Prompt —
Starting with the line that contains "In this picture, where can the white table" and going on through the line that contains "Query: green champagne bottle", write out those lines again with "table skirt" swapped for "tablecloth" and nothing else changed. Give only those lines.

────────────────────────────────────────

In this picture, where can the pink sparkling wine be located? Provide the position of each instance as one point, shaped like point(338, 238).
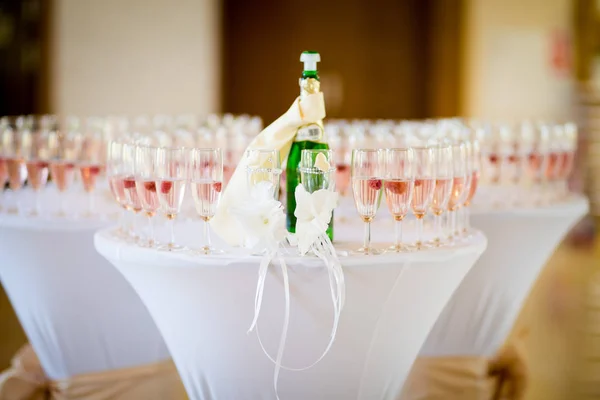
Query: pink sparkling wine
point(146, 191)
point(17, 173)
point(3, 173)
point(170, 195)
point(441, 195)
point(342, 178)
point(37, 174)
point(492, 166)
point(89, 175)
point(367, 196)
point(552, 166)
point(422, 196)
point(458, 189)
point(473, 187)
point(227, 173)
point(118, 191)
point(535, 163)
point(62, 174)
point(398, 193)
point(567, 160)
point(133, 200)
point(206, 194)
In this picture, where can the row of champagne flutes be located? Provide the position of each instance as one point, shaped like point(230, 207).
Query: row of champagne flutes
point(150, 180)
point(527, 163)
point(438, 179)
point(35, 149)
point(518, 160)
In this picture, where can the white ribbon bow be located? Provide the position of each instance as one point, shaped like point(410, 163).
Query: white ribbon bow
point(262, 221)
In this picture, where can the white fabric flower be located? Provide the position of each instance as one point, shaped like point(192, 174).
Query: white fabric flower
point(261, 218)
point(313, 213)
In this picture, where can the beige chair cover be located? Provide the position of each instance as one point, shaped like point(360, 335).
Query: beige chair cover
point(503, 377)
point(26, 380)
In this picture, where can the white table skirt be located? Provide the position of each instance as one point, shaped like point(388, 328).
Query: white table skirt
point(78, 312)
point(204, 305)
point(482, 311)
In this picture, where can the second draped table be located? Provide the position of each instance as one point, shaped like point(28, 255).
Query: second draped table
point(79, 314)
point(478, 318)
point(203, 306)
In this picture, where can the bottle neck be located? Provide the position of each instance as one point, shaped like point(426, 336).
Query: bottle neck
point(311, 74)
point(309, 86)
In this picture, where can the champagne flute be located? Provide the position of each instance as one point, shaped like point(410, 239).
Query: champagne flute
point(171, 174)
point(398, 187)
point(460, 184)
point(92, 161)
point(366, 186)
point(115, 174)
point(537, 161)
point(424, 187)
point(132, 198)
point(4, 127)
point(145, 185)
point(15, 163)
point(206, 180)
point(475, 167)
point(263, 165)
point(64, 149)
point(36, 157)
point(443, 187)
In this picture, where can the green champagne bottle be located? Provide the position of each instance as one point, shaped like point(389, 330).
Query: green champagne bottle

────────────────────────────────────────

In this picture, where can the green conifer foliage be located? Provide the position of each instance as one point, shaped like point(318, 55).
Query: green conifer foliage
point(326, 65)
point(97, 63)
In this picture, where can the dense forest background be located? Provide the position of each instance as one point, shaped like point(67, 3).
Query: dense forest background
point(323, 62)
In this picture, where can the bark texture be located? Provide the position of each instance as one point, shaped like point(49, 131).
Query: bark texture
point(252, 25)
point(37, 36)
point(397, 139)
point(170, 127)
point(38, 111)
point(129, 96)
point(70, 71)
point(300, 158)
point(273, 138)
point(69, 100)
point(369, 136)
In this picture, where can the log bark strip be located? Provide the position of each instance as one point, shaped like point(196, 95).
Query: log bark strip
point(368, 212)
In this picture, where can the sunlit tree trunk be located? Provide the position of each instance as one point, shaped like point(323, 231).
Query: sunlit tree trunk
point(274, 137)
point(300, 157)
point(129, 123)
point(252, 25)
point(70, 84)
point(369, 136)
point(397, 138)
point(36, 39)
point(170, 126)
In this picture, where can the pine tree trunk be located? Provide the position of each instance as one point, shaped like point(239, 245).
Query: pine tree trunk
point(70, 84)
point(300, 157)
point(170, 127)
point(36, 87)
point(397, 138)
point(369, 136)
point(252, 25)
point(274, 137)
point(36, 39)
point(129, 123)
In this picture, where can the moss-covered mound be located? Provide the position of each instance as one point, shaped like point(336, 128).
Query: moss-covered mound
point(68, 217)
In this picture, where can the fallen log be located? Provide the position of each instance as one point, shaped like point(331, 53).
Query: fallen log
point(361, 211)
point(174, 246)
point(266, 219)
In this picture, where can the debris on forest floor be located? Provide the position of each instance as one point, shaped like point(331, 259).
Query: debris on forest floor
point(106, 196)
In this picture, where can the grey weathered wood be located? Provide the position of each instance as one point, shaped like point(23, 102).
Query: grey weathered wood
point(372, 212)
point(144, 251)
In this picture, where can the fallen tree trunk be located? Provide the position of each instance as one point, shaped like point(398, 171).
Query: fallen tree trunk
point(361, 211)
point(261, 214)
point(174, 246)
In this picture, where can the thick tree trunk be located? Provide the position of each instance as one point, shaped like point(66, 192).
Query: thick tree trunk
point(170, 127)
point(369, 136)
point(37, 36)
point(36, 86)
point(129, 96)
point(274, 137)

────────────────────────────────────────

Exercise output —
In this picture, where can the white tablecloth be located? Provide the position of each instance as one point, shaped like point(388, 328).
Query: white tablecloth
point(78, 312)
point(204, 305)
point(482, 311)
In this picture, where can the second draped table be located? Provide the position of each instance as one point, shaped like point(28, 255).
Query: second draped table
point(79, 314)
point(478, 318)
point(203, 306)
In this picture, where can the bottle neck be located? Provide the position of each instance as one point, shaped like point(426, 336).
Query: bottle neck
point(311, 74)
point(309, 86)
In this picture, where can the champagne flute be located? Provide the position of each instance as one point, shaped like point(410, 239).
Query: champagne flute
point(171, 174)
point(398, 187)
point(460, 184)
point(92, 161)
point(366, 186)
point(115, 174)
point(537, 161)
point(424, 187)
point(132, 198)
point(4, 127)
point(145, 185)
point(15, 163)
point(206, 180)
point(475, 167)
point(263, 165)
point(64, 149)
point(36, 157)
point(443, 187)
In this picture, where can the green champagne bottle be located? Provide the position of each instance as one point, shaped like point(389, 330).
Query: green champagne bottle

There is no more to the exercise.